---------- Textauszug ----------

Bis zur Hälfte der Platte haben dann alle Tracks vor allem eins gemeinsam: Geile Hooks und Riffs, die man so schnell nicht mehr aus dem Kopf bekommt. Nebenbei macht Michael Schenker immer wieder klar, wer der Hauptprotagonist auf „Immortal“ ist und reichert jeden Song mit mindestens einem virtuosen Solo an.
Die Highlights der ersten Plattenhälfte sind neben „Drilled To Kill“ dabei ganz klar das von Rainbow-Leadsänger Ronnie Romero hingeschmetterte „Knight Of The Dead“, das nicht nur durch dessen Stimme an Ritchie Blackmores legendäre Hard-Rock-Formation erinnert, sowie „Devil’s Daughter“. Darin entführt uns Schenker mit einer großen Melodie und euphorisierenden Gitarrenläufen in die Hoch-Zeiten seiner Solo-Karriere, die glorreichen 80er Jahre, ohne dabei jedoch zu sehr in den Pop-Metal-Sound dieser Zeit abzugleiten.
Die Heavy-Metal-Platte des Jahres? Leider nein.
Nach fünf erstklassigen Tracks könnte man meinen, hier einen frühen Kandidaten auf das Metal-Album des Jahres auf dem Plattenteller rotieren zu sehen. Doch leider ist „Immortal“ noch nicht vorbei. „Sail The Darkness“, „The Queen Of Thorns And Roses“, „Come On Over“ und „Sangria Morte” enttäuschen, kommen stellenweise erstaunlich schwachbrüstig und vor allem beliebig daher. Die starken Melodien sind Schenker zu diesem Zeitpunkt wohl schon ausgegangen und an seinen ausufernden Soli hat man sich ebenfalls satt gehört.

---------- Vorliegende Zeilen ----------

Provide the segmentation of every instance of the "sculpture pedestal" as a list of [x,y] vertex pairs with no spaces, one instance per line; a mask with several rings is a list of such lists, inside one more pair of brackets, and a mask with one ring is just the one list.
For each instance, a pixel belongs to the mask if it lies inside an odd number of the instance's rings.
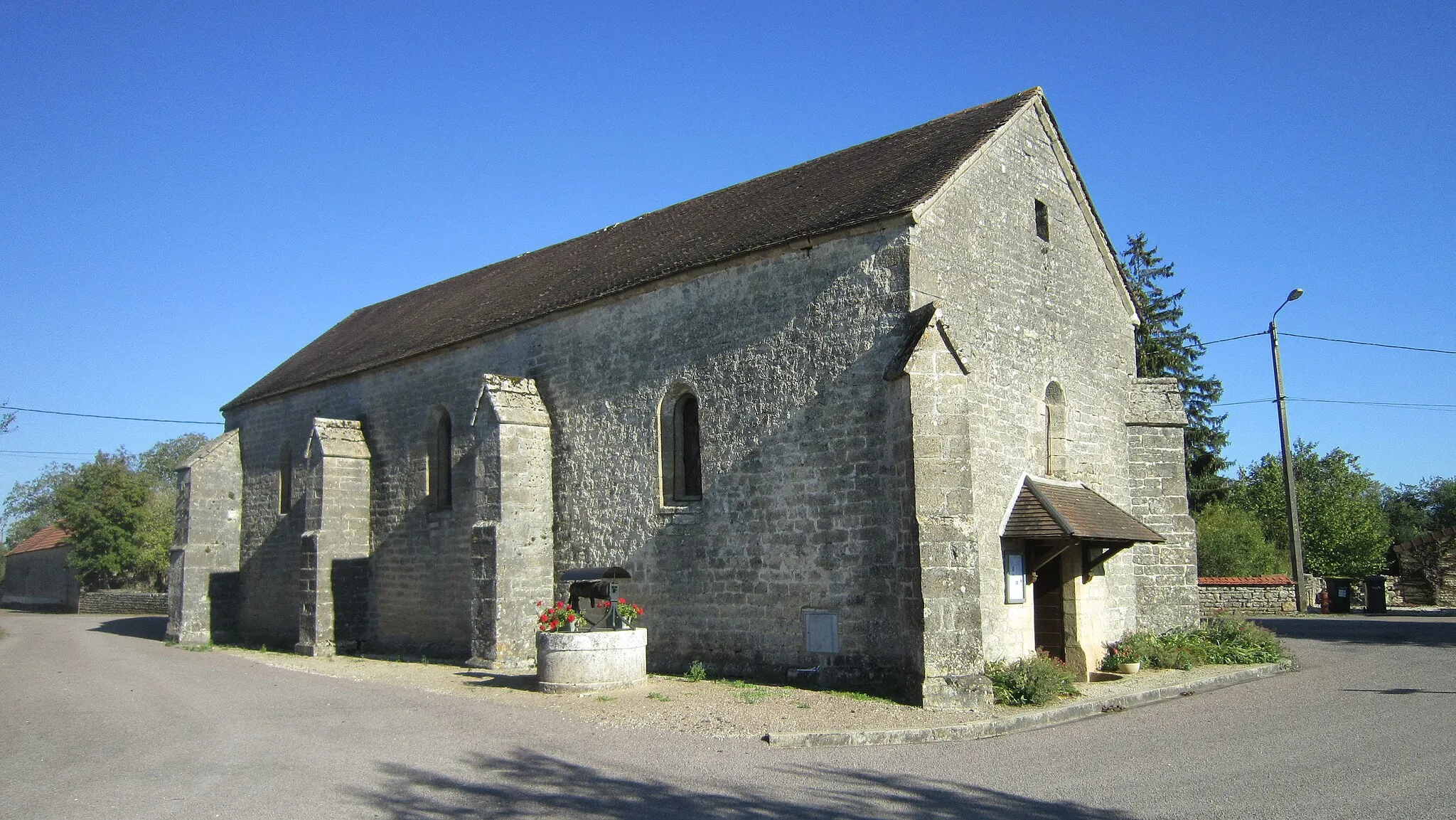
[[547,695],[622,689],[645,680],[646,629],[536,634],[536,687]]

----------
---------- Vorliegende Zeilen ----------

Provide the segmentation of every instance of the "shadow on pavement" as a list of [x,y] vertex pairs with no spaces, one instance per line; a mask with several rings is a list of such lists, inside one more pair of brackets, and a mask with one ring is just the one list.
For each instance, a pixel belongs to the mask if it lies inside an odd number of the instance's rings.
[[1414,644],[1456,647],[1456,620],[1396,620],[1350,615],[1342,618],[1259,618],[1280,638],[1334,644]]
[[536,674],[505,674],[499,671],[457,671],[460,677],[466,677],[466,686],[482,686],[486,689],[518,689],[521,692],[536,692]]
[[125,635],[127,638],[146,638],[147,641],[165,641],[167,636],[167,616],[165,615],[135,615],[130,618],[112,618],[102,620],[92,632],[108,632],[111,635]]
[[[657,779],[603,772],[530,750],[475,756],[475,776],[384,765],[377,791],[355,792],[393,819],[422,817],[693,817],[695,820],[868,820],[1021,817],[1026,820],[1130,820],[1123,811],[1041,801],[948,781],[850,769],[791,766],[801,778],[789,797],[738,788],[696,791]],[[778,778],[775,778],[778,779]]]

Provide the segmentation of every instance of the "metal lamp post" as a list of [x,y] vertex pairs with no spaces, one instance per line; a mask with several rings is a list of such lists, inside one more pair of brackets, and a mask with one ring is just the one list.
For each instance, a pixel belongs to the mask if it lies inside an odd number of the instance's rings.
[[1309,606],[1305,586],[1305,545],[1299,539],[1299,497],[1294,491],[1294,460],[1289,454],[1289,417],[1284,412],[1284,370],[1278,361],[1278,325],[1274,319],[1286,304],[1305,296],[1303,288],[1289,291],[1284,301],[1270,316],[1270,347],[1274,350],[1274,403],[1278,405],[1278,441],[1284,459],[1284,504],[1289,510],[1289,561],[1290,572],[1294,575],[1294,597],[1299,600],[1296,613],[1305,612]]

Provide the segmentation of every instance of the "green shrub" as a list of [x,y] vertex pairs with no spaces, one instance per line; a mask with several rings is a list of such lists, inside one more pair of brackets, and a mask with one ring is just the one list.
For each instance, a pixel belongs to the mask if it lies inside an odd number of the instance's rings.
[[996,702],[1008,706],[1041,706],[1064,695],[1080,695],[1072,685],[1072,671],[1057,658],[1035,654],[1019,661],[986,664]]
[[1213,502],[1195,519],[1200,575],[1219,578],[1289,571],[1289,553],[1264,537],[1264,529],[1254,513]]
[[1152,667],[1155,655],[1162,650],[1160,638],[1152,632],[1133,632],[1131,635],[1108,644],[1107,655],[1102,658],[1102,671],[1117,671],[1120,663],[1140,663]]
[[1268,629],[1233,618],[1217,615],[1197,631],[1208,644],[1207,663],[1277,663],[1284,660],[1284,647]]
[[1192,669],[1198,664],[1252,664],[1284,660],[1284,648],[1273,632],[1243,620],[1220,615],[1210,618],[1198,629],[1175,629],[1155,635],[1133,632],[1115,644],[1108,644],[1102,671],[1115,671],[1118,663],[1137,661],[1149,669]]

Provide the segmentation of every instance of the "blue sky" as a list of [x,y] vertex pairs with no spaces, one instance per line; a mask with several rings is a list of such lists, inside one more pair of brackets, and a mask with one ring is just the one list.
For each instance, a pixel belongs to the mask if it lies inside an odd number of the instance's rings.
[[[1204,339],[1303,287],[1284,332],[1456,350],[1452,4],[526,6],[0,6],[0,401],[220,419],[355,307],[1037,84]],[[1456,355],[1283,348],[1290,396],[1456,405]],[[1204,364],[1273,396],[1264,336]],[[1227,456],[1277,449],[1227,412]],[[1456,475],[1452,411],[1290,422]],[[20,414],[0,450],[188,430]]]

----------
---------- Vorliegende Zeilen ----------

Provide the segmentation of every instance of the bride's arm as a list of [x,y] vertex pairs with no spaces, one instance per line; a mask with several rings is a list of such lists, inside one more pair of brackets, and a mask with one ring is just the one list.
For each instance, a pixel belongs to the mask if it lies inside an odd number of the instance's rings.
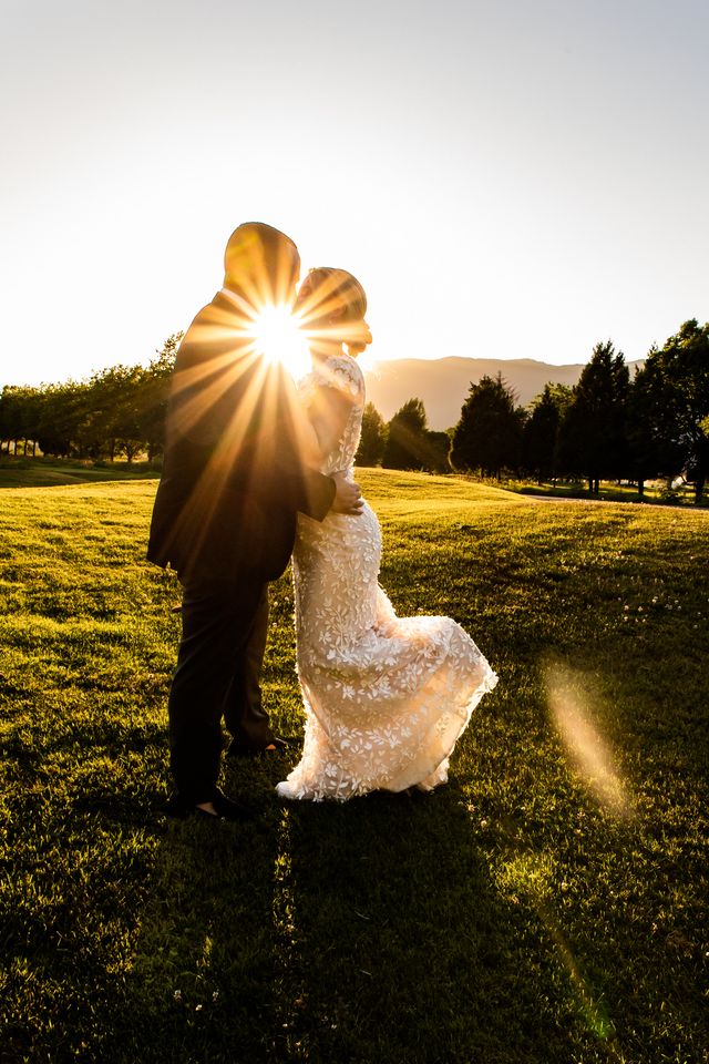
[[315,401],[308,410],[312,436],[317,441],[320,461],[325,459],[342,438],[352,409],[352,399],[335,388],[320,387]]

----------

-- Gestellte Aufgabe 1 --
Wer singt laut dem Textauszug das Lied „Knight Of The Dead“?
-- Gestellte Aufgabe 2 --
Warum ist „Immortal“ laut dem Textauszug nicht die Metal-Platte des Jahres? Antworte in ein bis drei Sätzen.
-- Gestellte Aufgabe 3 --
Tippe aus dem Textauszug den Abschnitt von „Nach fünf erstklassigen“ bis einschließlich „ebenfalls satt gehört.“ ab.

-- Richtige Lösung 1 --
Ronnie Romero, der Leadsänger von Rainbow.

-- Richtige Lösung 2 --
Nach fünf erstklassigen Liedern geht die Platte weiter, und die restlichen Songs enttäuschen: Sie wirken stellenweise erstaunlich schwach und vor allem beliebig. Schenker sind die starken Melodien wohl schon ausgegangen, und an seinen langen Soli hat man sich satt gehört.

-- Richtige Lösung 3 --
Nach fünf erstklassigen Tracks könnte man meinen, hier einen frühen Kandidaten auf das Metal-Album des Jahres auf dem Plattenteller rotieren zu sehen. Doch leider ist „Immortal“ noch nicht vorbei. „Sail The Darkness“, „The Queen Of Thorns And Roses“, „Come On Over“ und „Sangria Morte” enttäuschen, kommen stellenweise erstaunlich schwachbrüstig und vor allem beliebig daher. Die starken Melodien sind Schenker zu diesem Zeitpunkt wohl schon ausgegangen und an seinen ausufernden Soli hat man sich ebenfalls satt gehört.